--- Image segmentation entries ---
○ ○ ○ ○
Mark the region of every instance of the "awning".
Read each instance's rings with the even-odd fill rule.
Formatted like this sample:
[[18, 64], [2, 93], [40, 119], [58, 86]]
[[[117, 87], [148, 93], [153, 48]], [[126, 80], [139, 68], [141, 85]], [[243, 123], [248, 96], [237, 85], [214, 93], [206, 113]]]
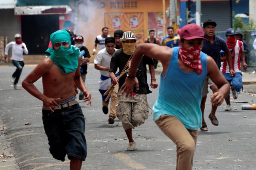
○ ○ ○ ○
--- YOUR GOAL ---
Extract the text of every row above, reproducing each line word for word and leaving out the pictures.

--- SOLUTION TO THIS EXERCISE ---
Mark the region of every instance of the "awning".
Read each instance's rings with the even-odd fill rule.
Formatted like this sample:
[[18, 64], [2, 93], [40, 119], [58, 86]]
[[[117, 87], [148, 93], [153, 48]], [[126, 80], [139, 68], [141, 85]], [[243, 123], [248, 96], [237, 85], [214, 93], [206, 113]]]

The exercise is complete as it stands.